> **Text shown**:
◇ ◇ ◇ ◇

# Low sales of electric vehicles



## ricksmol (Jul 7, 2008)

Low sales of electric vehicles: 


http://green.autoblog.com/2011/03/01/gm-sells-281-chevy-volts-february-nissan-67-leafs/


----------



## dtbaker (Jan 5, 2008)

no surprise at the price... I still think that a 50-mile DC car could retail at $15k, and sell like hotcakes.


----------



## pete c (Feb 26, 2011)

what he ^^^^^ said.

a simple light 2 seat 50 mile car marketed to commuters would sell, imo.

i suspect the main reason we don't see it is because of ridiculous federal safety laws. such a vehicle would still be safer than a motorcycle, yet motorcycles are legal. go figure.


----------



## dtbaker (Jan 5, 2008)

pete c said:


> a simple light 2 seat 50 mile car marketed to commuters would sell, imo.
> 
> i suspect the main reason we don't see it is because of ridiculous federal safety laws. such a vehicle would still be safer than a motorcycle, yet motorcycles are legal. go figure.


I think a simple, small, light 4-seater would have broader appeal as a 'around town' car capable of carting typical 4 person fam + groceries. Nothing wrong with a tested and approved 'old' style like the classic geo metro or existing ford focus... especially if it saves the research dollars and keeps the price down!

I see no reason at all Ford couldn't take their existing focus, or any of the other manufacturers using their smallest hatchbacks, and change the driveline to a simple 120v/8"/400amp motor x 100ah LIFePO4 system and sell for $15k. A 144v/9"/500amp system could be the 'sport' version! and larger battery pack an easy upgrade for additional cost (but less cargo space).


----------



## ElectriCar (Jun 15, 2008)

I'm sort of shocked but OTOH they are very expensive. Still, the Volt is an awesome vehicle "idea". I just have a bad taste from GM. It could be the salesmen just aren't up on selling it yet, don't see the benefits etc. When you tell someone an electric is like driving a vehicle that gets 100mpg or such and you never have to change oil etc, that should create demand. I think more than anything it's going to take a paradigm shift in thinking for people.

◇ ◇ ◇ ◇

Extracted records
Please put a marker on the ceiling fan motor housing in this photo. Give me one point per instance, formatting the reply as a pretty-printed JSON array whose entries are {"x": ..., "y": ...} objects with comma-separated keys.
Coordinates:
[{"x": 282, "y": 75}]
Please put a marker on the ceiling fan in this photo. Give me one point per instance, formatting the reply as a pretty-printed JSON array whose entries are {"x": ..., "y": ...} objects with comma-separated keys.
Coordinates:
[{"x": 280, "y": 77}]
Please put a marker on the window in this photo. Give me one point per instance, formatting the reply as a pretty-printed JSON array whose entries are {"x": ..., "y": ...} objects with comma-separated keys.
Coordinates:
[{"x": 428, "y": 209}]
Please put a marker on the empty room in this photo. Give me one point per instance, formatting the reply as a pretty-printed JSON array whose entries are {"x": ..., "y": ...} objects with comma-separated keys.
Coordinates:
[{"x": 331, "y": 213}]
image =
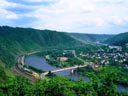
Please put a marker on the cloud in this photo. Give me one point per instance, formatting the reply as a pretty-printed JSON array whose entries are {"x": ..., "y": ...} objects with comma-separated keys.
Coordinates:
[{"x": 90, "y": 16}]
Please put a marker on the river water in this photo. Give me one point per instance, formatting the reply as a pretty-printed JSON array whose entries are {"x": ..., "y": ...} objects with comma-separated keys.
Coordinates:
[{"x": 40, "y": 63}]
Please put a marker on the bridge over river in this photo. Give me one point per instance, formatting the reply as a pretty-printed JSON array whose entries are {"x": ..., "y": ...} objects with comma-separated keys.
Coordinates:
[{"x": 63, "y": 69}]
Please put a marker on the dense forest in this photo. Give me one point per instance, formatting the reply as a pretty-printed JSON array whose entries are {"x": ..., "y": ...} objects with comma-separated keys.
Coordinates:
[
  {"x": 17, "y": 41},
  {"x": 91, "y": 37}
]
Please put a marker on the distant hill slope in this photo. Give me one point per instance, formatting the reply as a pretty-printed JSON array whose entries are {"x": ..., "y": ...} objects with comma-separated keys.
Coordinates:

◇ ◇ ◇ ◇

> **Stated goal 1**: In the records, copy out unchanged the lines that run from the one containing "Please put a marker on the ceiling fan in" through the end of the records. Leave out the pictures.
> **Stated goal 2**: Write the next part of the forum thread on low electric vehicle sales, starting after its last post.

> **Response 1**:
Please put a marker on the ceiling fan in this photo. Give me one point per instance, formatting the reply as a pretty-printed JSON array whose entries are {"x": ..., "y": ...} objects with comma-separated keys.
Coordinates:
[{"x": 280, "y": 77}]
Please put a marker on the window in this photo. Give me one point per instance, formatting the reply as a pretty-printed JSON array whose entries are {"x": ..., "y": ...} objects with comma-separated keys.
Coordinates:
[{"x": 428, "y": 209}]
Please put a marker on the empty room in this photo. Give me one point per instance, formatting the reply as a pretty-printed JSON array whose entries are {"x": ..., "y": ...} objects with comma-separated keys.
Coordinates:
[{"x": 331, "y": 213}]
image =
Please put a marker on the cloud in this photo. Give me one point per instance, formatting the reply as a pretty-printed JSON array whose entries are {"x": ..., "y": ...} objects with comma-separated keys.
Coordinates:
[{"x": 90, "y": 16}]
Please put a marker on the river water in this photo. Give me one point per instance, formatting the reply as a pretty-printed JSON array whose entries are {"x": ..., "y": ...} objects with comma-separated keys.
Coordinates:
[{"x": 40, "y": 63}]
Please put a marker on the bridge over river in this photo. Give me one point per instance, formatting the reply as a pretty-printed JSON array whose entries are {"x": ..., "y": ...} objects with comma-separated keys.
Coordinates:
[{"x": 63, "y": 69}]
Please put a marker on the dense forest in this photo. Give me one point per instance, formatting the reply as a pretty-printed JSON array whose entries are {"x": ..., "y": ...} objects with comma-separated keys.
Coordinates:
[
  {"x": 17, "y": 41},
  {"x": 91, "y": 37}
]
Please put a marker on the distant hill slope in this photo. Give me one point per instance, formatting the reply as a pretty-printed JSON array whose entries are {"x": ..., "y": ...} objects with comma-separated keys.
Coordinates:

> **Response 2**:
However, gas prices weren't spiking either until late Feb. They will catch on, particularly the Volt. I hope the Leaf takes off too but it is rather expensive and probably viewed as a toy by many since you can't take it to the beach or Disney on vacation.


----------



## rochesterricer (Jan 5, 2011)

Isn't this just a matter of production capacity right now? They can't sell them because they can't get them on the lots and out to customers yet.


----------



## JRP3 (Mar 7, 2008)

Yeah some of you have missed the point. LEAF sales are limited because they can't make them fast enough, not because no one wants them. The Volt may have some demand issues, which may be the result of their own confusing marketing ploys. They want to call it an EV but people see 40 miles or less electric range and the high price tag. They should have just marketed it as what it really is, a plug in hybrid.
The idea that an inexpensive 50 mile range car will sell to the general public flies in the face of reality.


----------



## unclematt (May 11, 2008)

It couldn't be the fact that many dealers are attempting to PRICE GOUGE people by pricing their Volt as high as $65,000!!! Which GM specifically warned them NOT to do. And its odd they would do so, since it seems they have simply priced themselves out of the market. As is evidenced by the low sales figures

Greed, accompanied by vast stupidity, seems to strike everywhere these days...


----------



## ElectriCar (Jun 15, 2008)

I certainly hope it's due to lack of cars to sell but I didn't take it that way.


----------



## JRP3 (Mar 7, 2008)

There are reports of Volts sitting unsold on lots, but in some cases dealers are using them as show pieces to draw people in but not selling them. The LEAF is certainly constrained by production, there are people waiting for them to arrive.
What's really interesting is all the comments that seem to have appeared on the Autobloggreen article. Normally an ABG article might get less than 40 comments, this one has over 440! FUD attack?


----------



## JRP3 (Mar 7, 2008)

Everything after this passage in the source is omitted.